Aufgabe
Schreib die folgenden Einträge noch einmal ab und tausche dabei „dark jacket“ gegen „black jacket“ aus. Alles andere bleibt unverändert.

»»

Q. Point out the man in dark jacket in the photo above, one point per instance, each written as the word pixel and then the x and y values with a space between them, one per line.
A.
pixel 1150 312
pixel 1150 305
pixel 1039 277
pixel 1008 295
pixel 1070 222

««

Antwort
Q. Point out the man in black jacket in the photo above, one point per instance, each written as the word pixel and then the x and y values with a space between them, one per line.
A.
pixel 1150 312
pixel 1150 305
pixel 1039 277
pixel 1008 295
pixel 1070 222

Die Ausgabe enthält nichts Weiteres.